**PASSAGE TO READ**
— START —
Defined reusable functions to standardise column names, clean string and numeric fields, parse dates, and drop nearly empty columns.

# Section 3

## Applying Data Cleaning Functions

Cleans both datasets using the utility functions, removes duplicates, standardises formats, and generates a brief report on shape, duplicates, and missing values for each file.

In [6]:
print(details_df.columns)

Index(['country', 'iso3', 'components', 'currency', 'start_date_observations',
       'end_date_observations', 'number_of_markets_modeled',
       'number_of_markets_covered', 'number_of_food_items',
       'number_of_observations_food', 'number_of_observations_other',
       'data_coverage_food', 'data_coverage_previous_12_months_food',
       'total_food_price_increase_since_start_date',
       'average_annualized_food_inflation', 'maximum_food_drawdown',
       'average_annualized_food_volatility',
       'average_monthly_food_price_correlation_between_markets',
       'average_annual_food_price_correlation_between_markets',
       'Rsquared_individual_food_items', 'Rsquared_individual_other_items',
       'index_confidence_score', 'imputation_model'],
      dtype='object')


In [7]:
print(details_df['end_date_observations'].head())

0   2023-09-01
1   2023-08-01
2   2023-07-01
3   2023-06-01
4   2023-08-01
Name: end_date_observations, dtype: datetime64[ns]


In [8]:
# Clean both datasets using the generic cleaning function
country_clean = clean_generic(country_df)
details_clean = clean_generic(details_df)

# Create unified date from end_date_observations
for df in [country_clean, details_clean]:
    if "end_date_observations" in df.columns:
        df["date"] = df["end_date_observations"]
    elif "start_date_observations" in df.columns:
        df["date"] = df["start_date_observations"]

# Print a summary report for each cleaned DataFrame
brief_report(country_clean, "Country (clean)")
— END —
[Location identification entries]
— START —
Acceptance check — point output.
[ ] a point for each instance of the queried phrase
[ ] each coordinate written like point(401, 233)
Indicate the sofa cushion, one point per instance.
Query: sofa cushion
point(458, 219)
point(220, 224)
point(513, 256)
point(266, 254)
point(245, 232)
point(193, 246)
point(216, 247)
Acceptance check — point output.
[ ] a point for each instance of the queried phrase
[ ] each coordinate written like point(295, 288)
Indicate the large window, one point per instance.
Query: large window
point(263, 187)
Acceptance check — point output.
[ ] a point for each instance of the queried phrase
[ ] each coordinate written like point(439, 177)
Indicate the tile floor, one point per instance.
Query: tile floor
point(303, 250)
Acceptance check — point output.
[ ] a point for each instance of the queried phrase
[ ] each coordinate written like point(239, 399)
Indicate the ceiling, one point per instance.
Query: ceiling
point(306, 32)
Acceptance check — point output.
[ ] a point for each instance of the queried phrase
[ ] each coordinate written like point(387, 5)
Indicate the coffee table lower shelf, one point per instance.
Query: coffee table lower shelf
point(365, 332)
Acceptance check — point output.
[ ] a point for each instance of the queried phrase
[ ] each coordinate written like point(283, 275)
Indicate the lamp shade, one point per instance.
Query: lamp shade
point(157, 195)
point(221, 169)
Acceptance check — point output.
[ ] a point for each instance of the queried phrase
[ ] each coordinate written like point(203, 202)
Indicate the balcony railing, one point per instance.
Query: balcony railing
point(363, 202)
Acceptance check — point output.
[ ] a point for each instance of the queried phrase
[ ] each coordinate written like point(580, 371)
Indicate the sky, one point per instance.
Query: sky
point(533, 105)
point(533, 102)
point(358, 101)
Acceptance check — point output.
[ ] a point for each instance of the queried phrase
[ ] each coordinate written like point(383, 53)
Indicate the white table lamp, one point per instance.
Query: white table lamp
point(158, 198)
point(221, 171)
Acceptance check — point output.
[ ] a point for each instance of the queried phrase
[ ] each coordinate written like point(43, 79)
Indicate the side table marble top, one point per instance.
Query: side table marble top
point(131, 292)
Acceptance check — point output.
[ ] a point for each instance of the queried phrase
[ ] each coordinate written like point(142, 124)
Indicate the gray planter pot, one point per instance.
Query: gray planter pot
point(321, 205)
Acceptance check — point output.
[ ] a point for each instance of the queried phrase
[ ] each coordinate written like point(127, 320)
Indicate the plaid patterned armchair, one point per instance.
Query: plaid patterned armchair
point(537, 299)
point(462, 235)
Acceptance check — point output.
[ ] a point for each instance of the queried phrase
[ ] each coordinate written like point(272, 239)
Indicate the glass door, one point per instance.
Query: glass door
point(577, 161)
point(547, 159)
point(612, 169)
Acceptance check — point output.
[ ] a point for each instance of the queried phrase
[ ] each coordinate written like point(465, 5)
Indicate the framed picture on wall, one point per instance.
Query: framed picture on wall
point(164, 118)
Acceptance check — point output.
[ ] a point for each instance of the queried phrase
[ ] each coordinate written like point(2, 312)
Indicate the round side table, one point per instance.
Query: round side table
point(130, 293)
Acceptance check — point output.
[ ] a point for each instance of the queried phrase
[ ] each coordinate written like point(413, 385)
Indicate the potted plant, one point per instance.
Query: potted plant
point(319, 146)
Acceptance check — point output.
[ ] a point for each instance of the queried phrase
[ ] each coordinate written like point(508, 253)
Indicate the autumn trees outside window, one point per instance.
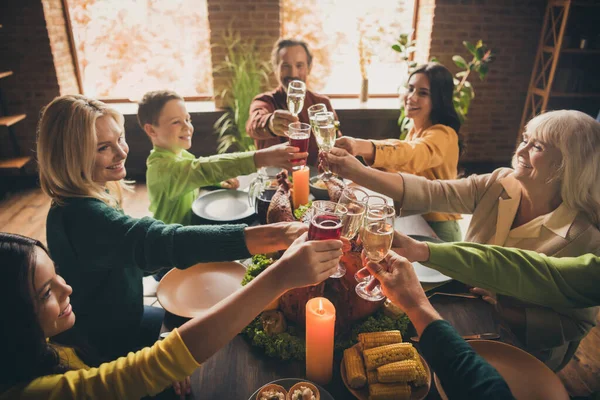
— END —
**WHAT TO DO**
a. Answer these questions about the data-cleaning notebook excerpt:
(i) What heading appears directly under "Section 3"?
(ii) What dtype is reported for the end_date_observations column in the printed output?
(iii) In the loop that creates the "date" column, which column is used when end_date_observations is not present?
b. Translate the code comment "Clean both datasets using the generic cleaning function" from the data-cleaning notebook excerpt into Spanish.
c. Continue the data-cleaning notebook excerpt from the point where it stops.

**OUTPUTS BY TASK**
a.
(i) Applying Data Cleaning Functions
(ii) datetime64[ns]
(iii) start_date_observations

b. Limpia ambos conjuntos de datos usando la función de limpieza genérica.

c.
brief_report(details_clean, "Details (clean)")

Country (clean): shape=(4798, 8), duplicates=0
  top missing: {'inflation': 364, 'open': 64, 'high': 64, 'low': 64, 'close': 64}
Details (clean): shape=(25, 22), duplicates=0


  df[c] = pd.to_datetime(df[c], errors="coerce")
  df[c] = pd.to_datetime(df[c], errors="coerce")
  df[c] = pd.to_datetime(df[c], errors="coerce")


Applied the cleaning functions to both datasets, removed duplicates, and generated summary reports to check for missing values.

# Section 4 

## Saving Cleaned Data

After cleaning, we save the processed DataFrames as new CSV files in the `data/` directory.  
This ensures that the cleaned datasets are available for downstream analysis or sharing, without overwriting the original raw files.  
The file names include `_clean` to indicate they have been processed.

In [9]:
# Save cleaned versions alongside the raw files in 'data/'
country_out = "data/WLD_RTFP_country_2023-10-02_clean.csv"
details_out = "data/WLD_RTP_details_2023-10-02_clean.csv"

country_clean.to_csv(country_out, index=False)
details_clean.to_csv(details_out, index=False)

print("Saved:", country_out)
print("Saved:", details_out)

Saved: data/WLD_RTFP_country_2023-10-02_clean.csv
Saved: data/WLD_RTP_details_2023-10-02_clean.csv


# Section 5

# Conclusion & Summary

In this notebook, I have taken raw food price inflation data and transformed it into a clean, analysis-ready dataset through a series of structured ETL (Extract, Transform, Load) steps:

- **Data Cleaning:** Loaded the raw CSV files, standardized column names, parsed dates, coerced numeric fields, and harmonized key categorical variables.
- **Quality Assurance:** Checked for duplicates and missing values, ensuring the integrity of the cleaned data.
- **Merging:** Combined country-level and item-level datasets using robust join keys, resolving duplicate key issues to prevent data inflation.
- **Feature Engineering:** Created new variables such as time-based features, percentage changes, rolling averages, one-hot encodings, and missing value flags to enrich the dataset for analysis and modeling.
- **Final Validation:** Performed comprehensive data quality checks and cleaned up any problematic columns

This process ensures that the final dataset is tidy, consistent, and rich in features, making it suitable for exploratory data analysis, visualization, and predictive modeling. You can now confidently use `data/food_price_feature_engineered_clean.csv` for further insights and machine learning tasks.

In [10]:
# Prepare datasets for merging
def add_country_key(df: pd.DataFrame) -> pd.DataFrame:
    df = df.copy()
    if "country" not in df.columns and "country_name" in df.columns:
        df["country"] = df["country_name"]
    return df

def ensure_date(df: pd.DataFrame) -> pd.DataFrame:
    df = df.copy()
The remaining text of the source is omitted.